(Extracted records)
** START **
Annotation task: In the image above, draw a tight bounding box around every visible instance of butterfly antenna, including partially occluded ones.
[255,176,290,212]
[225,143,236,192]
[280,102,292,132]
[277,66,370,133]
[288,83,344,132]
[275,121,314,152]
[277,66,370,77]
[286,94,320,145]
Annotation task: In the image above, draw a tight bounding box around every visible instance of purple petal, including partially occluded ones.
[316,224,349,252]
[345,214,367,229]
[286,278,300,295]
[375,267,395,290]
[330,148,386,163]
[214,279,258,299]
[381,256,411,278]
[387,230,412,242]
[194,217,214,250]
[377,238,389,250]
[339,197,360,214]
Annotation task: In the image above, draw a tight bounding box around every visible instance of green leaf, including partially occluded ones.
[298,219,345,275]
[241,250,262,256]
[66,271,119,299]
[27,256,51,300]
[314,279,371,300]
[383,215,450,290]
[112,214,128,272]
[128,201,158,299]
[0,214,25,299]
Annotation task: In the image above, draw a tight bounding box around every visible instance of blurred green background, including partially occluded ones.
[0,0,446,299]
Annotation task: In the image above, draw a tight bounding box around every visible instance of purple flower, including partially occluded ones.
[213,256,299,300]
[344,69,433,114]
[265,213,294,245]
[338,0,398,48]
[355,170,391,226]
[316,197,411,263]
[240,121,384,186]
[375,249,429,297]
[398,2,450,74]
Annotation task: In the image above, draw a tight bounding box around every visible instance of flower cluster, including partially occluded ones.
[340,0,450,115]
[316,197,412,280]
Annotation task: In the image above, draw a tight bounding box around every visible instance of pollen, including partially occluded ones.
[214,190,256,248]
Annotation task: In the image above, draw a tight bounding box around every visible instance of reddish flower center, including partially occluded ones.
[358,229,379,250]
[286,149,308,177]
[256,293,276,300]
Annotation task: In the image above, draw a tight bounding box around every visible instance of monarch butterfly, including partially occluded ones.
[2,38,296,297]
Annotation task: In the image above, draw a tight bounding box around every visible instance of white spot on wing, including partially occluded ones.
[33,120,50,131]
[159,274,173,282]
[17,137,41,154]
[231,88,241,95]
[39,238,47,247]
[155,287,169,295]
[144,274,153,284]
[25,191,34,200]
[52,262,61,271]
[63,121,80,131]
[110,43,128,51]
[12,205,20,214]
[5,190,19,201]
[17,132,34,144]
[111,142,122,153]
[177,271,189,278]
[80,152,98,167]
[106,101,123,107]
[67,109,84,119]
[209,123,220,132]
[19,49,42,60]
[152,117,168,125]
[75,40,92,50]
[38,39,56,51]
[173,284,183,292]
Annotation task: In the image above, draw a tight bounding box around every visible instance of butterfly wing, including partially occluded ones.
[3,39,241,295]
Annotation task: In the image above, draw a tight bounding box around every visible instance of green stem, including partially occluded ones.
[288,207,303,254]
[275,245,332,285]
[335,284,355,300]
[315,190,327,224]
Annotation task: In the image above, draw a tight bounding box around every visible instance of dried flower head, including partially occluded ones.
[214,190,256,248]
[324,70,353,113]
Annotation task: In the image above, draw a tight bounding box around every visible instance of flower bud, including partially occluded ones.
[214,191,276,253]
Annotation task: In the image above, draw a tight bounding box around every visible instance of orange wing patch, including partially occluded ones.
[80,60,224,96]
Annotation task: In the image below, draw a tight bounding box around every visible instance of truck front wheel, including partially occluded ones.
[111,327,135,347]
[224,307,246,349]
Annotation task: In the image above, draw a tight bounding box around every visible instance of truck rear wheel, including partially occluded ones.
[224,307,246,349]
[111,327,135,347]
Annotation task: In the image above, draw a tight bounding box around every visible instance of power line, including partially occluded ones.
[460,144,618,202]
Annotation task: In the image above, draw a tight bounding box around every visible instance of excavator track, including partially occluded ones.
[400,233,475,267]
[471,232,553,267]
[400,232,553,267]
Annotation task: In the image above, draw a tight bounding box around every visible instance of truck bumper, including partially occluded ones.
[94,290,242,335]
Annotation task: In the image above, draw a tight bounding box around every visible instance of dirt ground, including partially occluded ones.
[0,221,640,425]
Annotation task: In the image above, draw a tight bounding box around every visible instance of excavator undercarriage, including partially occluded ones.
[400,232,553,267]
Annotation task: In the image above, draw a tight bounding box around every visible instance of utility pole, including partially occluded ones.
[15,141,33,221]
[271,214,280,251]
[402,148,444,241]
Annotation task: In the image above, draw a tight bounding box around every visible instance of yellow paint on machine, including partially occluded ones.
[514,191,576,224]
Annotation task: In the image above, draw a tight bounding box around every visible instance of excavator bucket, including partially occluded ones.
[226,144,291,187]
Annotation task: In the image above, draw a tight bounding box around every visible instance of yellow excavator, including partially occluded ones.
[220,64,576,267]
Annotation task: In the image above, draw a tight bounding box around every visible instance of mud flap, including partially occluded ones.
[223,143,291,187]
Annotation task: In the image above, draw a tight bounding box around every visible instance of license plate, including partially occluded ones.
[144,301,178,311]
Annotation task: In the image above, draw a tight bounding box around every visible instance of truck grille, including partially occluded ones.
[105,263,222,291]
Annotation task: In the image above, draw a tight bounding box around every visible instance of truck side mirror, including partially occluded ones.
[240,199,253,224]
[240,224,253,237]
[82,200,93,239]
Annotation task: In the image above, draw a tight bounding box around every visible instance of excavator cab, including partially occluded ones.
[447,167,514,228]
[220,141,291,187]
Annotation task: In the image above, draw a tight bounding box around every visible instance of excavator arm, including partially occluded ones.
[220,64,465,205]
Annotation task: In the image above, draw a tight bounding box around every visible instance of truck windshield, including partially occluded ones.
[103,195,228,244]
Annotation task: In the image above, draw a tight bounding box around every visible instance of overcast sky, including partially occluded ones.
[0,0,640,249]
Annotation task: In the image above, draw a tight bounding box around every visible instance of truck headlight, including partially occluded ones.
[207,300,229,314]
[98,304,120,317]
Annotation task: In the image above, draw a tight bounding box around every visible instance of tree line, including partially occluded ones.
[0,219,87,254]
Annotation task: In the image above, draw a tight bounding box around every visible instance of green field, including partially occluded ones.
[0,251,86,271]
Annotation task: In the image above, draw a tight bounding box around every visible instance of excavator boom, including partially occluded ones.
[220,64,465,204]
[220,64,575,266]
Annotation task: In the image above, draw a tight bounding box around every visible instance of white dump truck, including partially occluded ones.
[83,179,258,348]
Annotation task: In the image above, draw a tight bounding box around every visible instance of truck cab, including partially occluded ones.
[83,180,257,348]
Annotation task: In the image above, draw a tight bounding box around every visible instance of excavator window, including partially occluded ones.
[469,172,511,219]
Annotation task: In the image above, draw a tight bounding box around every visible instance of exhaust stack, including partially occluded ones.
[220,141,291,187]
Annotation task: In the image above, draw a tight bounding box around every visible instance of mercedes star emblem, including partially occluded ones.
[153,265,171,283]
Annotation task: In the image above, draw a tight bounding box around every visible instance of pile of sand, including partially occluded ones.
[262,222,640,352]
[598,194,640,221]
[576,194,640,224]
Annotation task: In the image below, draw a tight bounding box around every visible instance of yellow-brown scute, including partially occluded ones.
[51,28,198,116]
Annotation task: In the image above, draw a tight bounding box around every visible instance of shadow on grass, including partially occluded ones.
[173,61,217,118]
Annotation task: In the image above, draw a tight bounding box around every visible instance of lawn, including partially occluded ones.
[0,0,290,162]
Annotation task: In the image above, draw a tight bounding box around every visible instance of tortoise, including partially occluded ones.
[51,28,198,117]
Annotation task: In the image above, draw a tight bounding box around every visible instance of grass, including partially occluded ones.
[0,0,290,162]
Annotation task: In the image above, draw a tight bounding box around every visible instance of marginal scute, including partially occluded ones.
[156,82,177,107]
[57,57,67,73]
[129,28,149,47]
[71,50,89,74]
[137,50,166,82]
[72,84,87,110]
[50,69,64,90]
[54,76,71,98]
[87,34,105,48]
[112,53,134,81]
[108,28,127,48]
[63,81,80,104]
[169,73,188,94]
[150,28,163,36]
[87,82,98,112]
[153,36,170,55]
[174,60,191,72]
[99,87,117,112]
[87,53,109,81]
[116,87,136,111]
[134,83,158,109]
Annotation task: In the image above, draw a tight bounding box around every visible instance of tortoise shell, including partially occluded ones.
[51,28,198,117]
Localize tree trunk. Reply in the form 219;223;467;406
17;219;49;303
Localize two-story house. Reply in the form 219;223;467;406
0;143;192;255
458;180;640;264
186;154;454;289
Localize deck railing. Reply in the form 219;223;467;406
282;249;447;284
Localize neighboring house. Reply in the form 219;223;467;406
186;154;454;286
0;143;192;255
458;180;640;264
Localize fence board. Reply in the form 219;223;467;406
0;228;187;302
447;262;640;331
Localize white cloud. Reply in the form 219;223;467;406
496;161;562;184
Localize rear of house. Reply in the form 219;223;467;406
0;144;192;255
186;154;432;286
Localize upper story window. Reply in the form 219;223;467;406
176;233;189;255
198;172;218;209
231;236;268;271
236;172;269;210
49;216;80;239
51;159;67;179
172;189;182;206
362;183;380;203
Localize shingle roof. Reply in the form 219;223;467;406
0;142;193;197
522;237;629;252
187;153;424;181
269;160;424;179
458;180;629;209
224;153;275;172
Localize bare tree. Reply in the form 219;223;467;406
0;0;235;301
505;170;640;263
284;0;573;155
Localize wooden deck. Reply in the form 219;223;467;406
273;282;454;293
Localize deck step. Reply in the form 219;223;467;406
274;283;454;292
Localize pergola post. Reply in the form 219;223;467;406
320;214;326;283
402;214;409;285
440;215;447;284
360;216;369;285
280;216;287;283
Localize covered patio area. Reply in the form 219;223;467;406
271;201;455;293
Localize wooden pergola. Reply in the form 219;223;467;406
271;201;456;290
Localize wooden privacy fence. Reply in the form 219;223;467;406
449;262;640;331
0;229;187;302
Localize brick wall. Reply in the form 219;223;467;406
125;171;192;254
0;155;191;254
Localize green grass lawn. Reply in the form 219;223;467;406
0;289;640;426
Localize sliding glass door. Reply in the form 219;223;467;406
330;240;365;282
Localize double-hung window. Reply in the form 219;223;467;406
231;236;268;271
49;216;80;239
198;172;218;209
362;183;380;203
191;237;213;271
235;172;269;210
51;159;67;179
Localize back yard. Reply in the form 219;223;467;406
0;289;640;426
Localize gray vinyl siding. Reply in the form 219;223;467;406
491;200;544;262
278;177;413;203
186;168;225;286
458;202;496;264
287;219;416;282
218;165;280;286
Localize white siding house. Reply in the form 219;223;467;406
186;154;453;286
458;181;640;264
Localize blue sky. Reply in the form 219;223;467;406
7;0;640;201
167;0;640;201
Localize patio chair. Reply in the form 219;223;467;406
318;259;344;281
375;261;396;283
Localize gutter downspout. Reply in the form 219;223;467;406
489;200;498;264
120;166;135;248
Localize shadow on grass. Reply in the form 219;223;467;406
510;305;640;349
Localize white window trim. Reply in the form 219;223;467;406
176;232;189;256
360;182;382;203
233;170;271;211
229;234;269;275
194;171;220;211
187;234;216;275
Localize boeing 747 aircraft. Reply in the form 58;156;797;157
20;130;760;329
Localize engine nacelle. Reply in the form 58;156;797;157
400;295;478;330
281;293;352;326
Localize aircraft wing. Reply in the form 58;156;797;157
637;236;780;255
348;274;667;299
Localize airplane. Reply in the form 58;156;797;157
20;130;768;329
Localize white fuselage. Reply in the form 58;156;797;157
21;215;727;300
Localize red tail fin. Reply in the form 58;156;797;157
** END **
Copy the data above word for word, from the line containing "pollen, including partially occluded ones." through the line containing "[173,284,183,292]", including both of those lines.

§ **OUTPUT BELOW**
Annotation task: In the image above, draw a tight bounding box around every visible instance of pollen, including partially occluded ones.
[214,190,256,248]
Annotation task: In the image above, draw a tight bounding box around every visible instance of reddish flower center, including partially occluded ones.
[358,229,379,250]
[286,149,308,177]
[256,293,276,300]
Annotation task: In the image above, draw a tight bounding box around every visible instance of monarch butterfly, including partially occluded ones.
[2,38,296,297]
Annotation task: In the image above, draw a tight bounding box around every visible instance of white spot on wing, including partially occluded ones.
[33,120,50,131]
[159,274,173,282]
[17,137,41,154]
[231,88,241,95]
[39,238,47,247]
[155,287,169,295]
[144,274,153,284]
[25,191,34,200]
[52,262,61,271]
[63,121,80,131]
[110,43,128,51]
[12,205,20,214]
[5,190,19,201]
[17,132,34,144]
[111,142,122,153]
[177,271,189,278]
[80,152,98,167]
[106,101,123,107]
[67,109,84,119]
[209,123,220,132]
[19,49,42,60]
[152,117,168,125]
[75,40,92,50]
[38,39,56,51]
[173,284,183,292]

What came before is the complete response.